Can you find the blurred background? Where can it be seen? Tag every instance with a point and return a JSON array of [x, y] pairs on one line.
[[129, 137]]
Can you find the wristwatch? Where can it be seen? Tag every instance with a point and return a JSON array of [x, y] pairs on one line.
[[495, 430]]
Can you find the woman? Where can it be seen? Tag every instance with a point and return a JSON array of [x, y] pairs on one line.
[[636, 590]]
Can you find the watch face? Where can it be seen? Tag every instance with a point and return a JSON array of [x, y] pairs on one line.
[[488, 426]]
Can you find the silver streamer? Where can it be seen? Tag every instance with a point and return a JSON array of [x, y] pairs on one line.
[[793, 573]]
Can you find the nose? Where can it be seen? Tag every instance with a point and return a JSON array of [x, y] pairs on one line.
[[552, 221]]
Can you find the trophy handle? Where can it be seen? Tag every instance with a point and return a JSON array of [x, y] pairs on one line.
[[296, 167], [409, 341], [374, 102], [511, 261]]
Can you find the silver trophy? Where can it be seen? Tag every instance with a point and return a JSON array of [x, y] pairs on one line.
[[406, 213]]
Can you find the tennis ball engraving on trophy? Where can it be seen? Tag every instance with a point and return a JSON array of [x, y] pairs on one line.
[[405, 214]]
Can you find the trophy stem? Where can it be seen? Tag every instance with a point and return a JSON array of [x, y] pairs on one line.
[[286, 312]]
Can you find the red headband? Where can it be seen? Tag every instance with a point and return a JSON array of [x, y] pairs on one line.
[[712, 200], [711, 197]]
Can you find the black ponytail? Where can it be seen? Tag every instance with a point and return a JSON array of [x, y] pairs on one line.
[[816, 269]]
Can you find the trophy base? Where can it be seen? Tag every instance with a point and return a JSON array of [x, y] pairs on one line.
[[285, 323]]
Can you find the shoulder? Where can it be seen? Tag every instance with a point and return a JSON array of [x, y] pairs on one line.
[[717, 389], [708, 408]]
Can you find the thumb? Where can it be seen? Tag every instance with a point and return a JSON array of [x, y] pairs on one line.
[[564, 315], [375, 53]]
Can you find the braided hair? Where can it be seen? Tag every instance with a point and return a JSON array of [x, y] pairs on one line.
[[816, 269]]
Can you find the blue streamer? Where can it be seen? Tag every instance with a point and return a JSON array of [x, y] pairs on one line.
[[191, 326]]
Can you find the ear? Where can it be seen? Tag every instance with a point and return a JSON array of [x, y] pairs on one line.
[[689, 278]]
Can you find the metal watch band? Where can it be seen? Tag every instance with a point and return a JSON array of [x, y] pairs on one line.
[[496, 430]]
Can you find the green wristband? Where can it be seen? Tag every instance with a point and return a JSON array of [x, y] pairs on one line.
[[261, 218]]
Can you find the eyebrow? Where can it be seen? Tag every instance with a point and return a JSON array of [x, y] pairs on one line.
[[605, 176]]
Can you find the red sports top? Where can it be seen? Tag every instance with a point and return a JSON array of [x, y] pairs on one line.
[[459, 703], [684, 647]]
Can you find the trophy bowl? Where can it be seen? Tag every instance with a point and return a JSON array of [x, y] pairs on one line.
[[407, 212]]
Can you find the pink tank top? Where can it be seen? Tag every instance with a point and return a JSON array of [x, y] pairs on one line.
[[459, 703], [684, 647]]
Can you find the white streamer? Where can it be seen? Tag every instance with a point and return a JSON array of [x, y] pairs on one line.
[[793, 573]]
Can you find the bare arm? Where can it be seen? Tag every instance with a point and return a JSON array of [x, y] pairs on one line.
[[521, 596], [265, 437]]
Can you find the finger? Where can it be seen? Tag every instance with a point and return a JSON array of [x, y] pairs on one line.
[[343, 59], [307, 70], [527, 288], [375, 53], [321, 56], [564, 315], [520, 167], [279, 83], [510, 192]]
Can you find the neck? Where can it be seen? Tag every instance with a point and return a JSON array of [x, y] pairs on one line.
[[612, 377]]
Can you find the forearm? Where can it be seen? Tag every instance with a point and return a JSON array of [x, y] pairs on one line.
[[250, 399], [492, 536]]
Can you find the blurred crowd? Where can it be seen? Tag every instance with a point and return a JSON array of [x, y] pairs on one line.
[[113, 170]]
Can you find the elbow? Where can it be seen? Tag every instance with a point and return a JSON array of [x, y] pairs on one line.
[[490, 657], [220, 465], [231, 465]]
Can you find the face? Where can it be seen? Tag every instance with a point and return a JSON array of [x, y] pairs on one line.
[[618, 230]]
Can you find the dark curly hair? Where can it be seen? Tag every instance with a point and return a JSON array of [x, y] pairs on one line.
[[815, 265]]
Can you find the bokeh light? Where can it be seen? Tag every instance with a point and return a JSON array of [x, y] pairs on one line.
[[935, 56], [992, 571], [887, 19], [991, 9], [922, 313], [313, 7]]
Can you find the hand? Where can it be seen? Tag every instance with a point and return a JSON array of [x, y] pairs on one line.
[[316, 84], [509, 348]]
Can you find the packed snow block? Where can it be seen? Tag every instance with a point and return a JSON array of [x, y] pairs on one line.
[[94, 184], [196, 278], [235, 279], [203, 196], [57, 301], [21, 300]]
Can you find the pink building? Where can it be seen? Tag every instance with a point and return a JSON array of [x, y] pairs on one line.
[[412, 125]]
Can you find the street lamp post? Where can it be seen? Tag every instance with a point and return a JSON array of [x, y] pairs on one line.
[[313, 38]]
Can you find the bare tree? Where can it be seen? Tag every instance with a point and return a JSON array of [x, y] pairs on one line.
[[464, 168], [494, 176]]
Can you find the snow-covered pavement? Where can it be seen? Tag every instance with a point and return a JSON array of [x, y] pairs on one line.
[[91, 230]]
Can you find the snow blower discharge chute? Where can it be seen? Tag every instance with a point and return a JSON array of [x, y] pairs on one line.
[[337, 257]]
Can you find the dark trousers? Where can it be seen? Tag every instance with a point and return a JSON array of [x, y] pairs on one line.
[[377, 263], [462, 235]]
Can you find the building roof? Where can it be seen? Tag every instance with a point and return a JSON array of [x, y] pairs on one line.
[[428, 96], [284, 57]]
□ □ □ □
Give back exactly the lines that run from the line with "Can you find the snow-covered" through the close of the material, counting both ends, and nothing more.

> [EXERCISE OUTPUT]:
Can you find the snow-covered pavement? Where can it be seen? Tag every instance with a point and return a JSON array of [x, y] pairs on one line.
[[91, 230]]
Can you find the snow blower discharge chute? Where can it be seen? Tag every instance with a point and return a JSON array of [x, y] pairs on one line.
[[337, 257]]
Can you find the dark trousers? Where can it be seen? Tag every instance with a point and return a JSON array of [x, y] pairs on one line.
[[377, 263], [462, 235]]
Can you find the building roof? Where can it be seen? Tag every instance with a point and return a JSON array of [x, y] pairs on one line.
[[428, 96], [284, 57]]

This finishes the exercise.